- Brano estratto -
+--

Benvenuti a una nuova Macro!
Oggi approfondiamo la recente decisione di Biden di aumentare (in alcuni casi di quattro volte) i dazi su diverse importazioni tecnologiche dalla Cina (auto elettriche, chip, minerali, terre rare), dedicandoci a due oggetti, tra tutti quelli sanzionati, che, a mio parere, raccontano due storie particolarmente interessanti.
Sebbene in Italia si parli poco di questi argomenti, li ritengo temi determinanti per il futuro. Essi sollevano questioni economiche, geopolitiche e ambientali. Come ho scritto in un editoriale per Domani, dicono molte cose non solo sullo stato delle relazioni sino-americane ma anche sul momento che stanno attraversando i due paesi: crisi democratica ed elezioni in vista negli USA e crisi economica e, per molti versi, “di sistema” in Cina (ne ho recentemente parlato anche qui sul Macro).
Promemoria: è uscito Il re Invisibile, il mio libro sulla storia, l’economia e la geopolitica del microchip.
Domani, giovedì 23 maggio lo presento al Festival dell’Economia di Trento, in una conversazione con i professori Luca Balestrieri e Irene Finocchi.
L’evento, dal titolo “Dai microchip al 6G: come la tecnologia guida la geopolitica”, si svolgerà alle 18.30 presso il Chiostro degli Agostiniani, sede dell’OCSE di Trento.
Fumetti
Prima di parlare dei due oggetti “misteriosi”, una vignetta che che cattura perfettamente la psicologia politica che Cina e Stati Uniti hanno assunto, ormai da tempo, una nei confronti degli altri sulle faccende di politica industriale e commerciale.

+--

- Compiti richiesti -
- 1) Riproduci il brano sui dazi da "Domani, giovedì 23" a "industriale e commerciale.".
- 2) Riassumi in due frasi il brano sui dazi.
Le righe successive costituiscono materiale a sé, separato dal brano sui dazi.

- Materiale -

+--

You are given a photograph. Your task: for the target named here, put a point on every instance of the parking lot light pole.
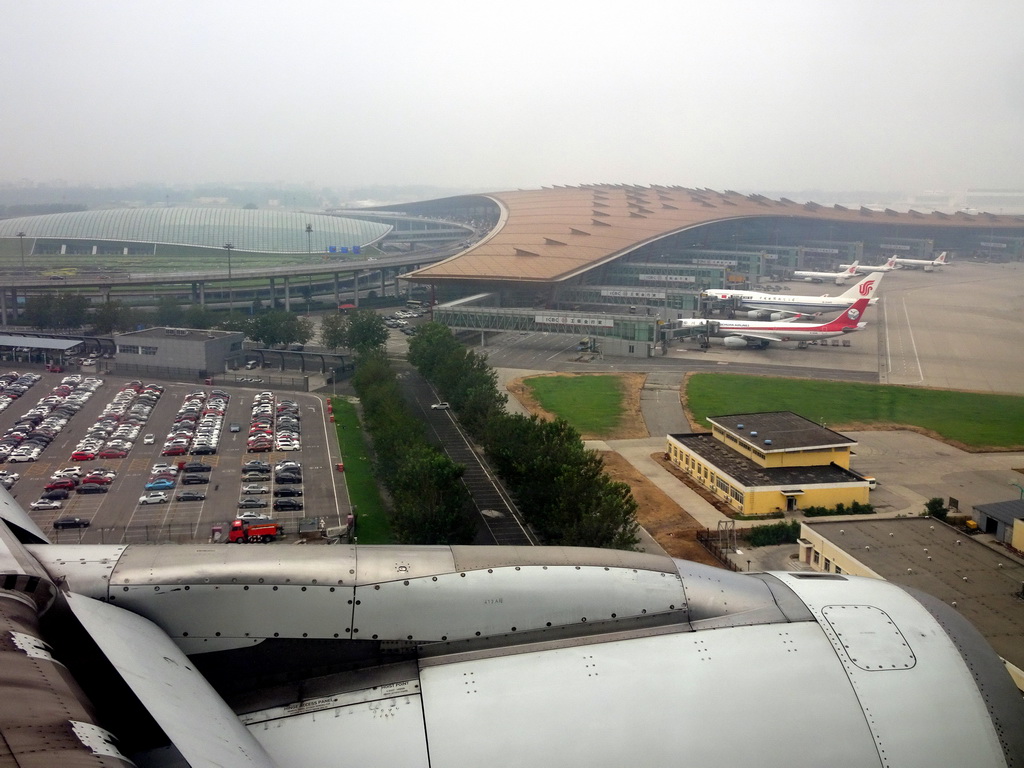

+--

- Risposte per compito -
- 1)
Domani, giovedì 23 maggio lo presento al Festival dell’Economia di Trento, in una conversazione con i professori Luca Balestrieri e Irene Finocchi.
L’evento, dal titolo “Dai microchip al 6G: come la tecnologia guida la geopolitica”, si svolgerà alle 18.30 presso il Chiostro degli Agostiniani, sede dell’OCSE di Trento.
Fumetti
Prima di parlare dei due oggetti “misteriosi”, una vignetta che che cattura perfettamente la psicologia politica che Cina e Stati Uniti hanno assunto, ormai da tempo, una nei confronti degli altri sulle faccende di politica industriale e commerciale.

- 2) Il brano introduce un approfondimento sulla decisione di Biden di aumentare, in alcuni casi di quattro volte, i dazi su diverse importazioni tecnologiche dalla Cina, come auto elettriche, chip, minerali e terre rare, concentrandosi su due degli oggetti sanzionati. Questi temi vi sono giudicati determinanti per il futuro perché sollevano questioni economiche, geopolitiche e ambientali, e si annuncia che il libro Il re Invisibile, sul microchip, sarà presentato giovedì 23 maggio al Festival dell'Economia di Trento.